» WORK TO BE COMPLETED: Print every one of the entries below verbatim, reproducing each line without any change.

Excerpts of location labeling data
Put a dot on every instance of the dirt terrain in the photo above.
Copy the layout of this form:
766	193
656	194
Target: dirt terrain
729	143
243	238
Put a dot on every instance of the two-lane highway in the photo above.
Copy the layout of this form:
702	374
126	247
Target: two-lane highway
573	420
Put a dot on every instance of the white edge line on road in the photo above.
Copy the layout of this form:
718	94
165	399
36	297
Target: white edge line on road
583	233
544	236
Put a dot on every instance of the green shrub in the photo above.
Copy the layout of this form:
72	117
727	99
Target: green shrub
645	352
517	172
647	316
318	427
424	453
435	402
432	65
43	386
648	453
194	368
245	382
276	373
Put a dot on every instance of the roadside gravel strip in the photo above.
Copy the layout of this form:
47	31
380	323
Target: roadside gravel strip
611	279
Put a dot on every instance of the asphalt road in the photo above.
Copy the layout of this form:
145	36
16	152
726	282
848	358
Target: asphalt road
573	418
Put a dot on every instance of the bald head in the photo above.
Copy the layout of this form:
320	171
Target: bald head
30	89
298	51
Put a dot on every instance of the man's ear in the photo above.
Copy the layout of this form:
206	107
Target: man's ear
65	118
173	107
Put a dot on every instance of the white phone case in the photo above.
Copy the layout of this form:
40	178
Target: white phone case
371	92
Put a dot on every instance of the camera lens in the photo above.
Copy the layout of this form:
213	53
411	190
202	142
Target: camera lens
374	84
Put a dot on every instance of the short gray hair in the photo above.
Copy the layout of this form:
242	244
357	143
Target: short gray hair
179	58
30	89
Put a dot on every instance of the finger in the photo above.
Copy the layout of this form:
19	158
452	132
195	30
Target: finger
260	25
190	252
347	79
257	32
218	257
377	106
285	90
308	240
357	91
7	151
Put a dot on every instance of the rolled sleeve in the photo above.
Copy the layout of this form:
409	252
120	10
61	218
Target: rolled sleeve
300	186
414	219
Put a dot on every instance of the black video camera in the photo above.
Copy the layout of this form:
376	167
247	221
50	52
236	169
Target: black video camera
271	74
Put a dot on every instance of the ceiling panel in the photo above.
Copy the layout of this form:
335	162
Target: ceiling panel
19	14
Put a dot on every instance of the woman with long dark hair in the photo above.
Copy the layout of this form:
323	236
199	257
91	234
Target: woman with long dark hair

» EXERCISE RESULT:
Put a dot on every instance of the dirt terrain in the photo above.
Copy the layout of this form:
766	193
656	194
Target: dirt terrain
729	143
243	238
Put a dot on every instance of the two-lane highway in the photo above.
Copy the layout of this form:
702	374
126	247
Target: two-lane highway
573	420
Put a dot on every instance of the white edge line on road in the photo above.
Copy the layout of this form:
718	94
165	399
36	297
Target: white edge line on road
583	233
544	236
Put a dot on every instance of the green shrub in the photo above.
Copy the layout of this form:
72	117
727	99
Target: green shrub
645	352
517	172
647	316
318	427
424	453
435	402
432	65
43	386
648	453
194	368
245	382
276	373
Put a dot on every instance of the roadside gravel strip in the photo above.
Copy the layout of this form:
47	31
380	323
Target: roadside gravel strip
611	279
Put a dot on every instance of the asphalt road in the photo above.
Copy the layout of this form:
145	36
16	152
726	282
848	358
Target: asphalt road
573	418
Put a dot on every instance of the bald head in the photo above.
Copy the layout of this form:
320	171
Target: bald head
30	89
298	51
Put a dot on every instance of the man's ear in the photo above.
Copy the layout of this form:
206	107
Target: man's ear
65	118
173	107
Put a dot on every instance of the white phone case in the photo above.
Copy the layout of this form:
40	178
Target: white phone case
371	92
Put a dot on every instance of the camera lens in the photo above.
Copy the layout of this form:
213	53
411	190
202	142
Target: camera lens
374	84
Put a dot on every instance of the short gray hair in the photo above.
Copy the layout of this form:
242	244
357	143
Target: short gray hair
179	58
30	89
Put a dot on every instance of the finger in the photo above.
Copy the layout of this form:
19	158
452	132
195	30
Target: finger
260	25
190	252
347	79
257	32
218	257
377	106
285	90
308	240
357	91
7	151
Put a dot on every instance of the rolled sleeve in the photo above.
Copy the layout of this form:
409	252
120	10
61	218
Target: rolled sleeve
300	186
414	219
Put a dot on every instance of the black video camera in the photo above.
Copy the layout of this form:
376	167
247	221
50	52
236	169
Target: black video camera
271	74
Put a dot on every instance of the ceiling panel in the photo above.
Copy the layout of this form:
335	162
Target: ceiling panel
19	14
Put a dot on every instance of the woman with long dark hair in the photo above.
Copy the layout of this form:
323	236
199	257
91	234
Target: woman with long dark hair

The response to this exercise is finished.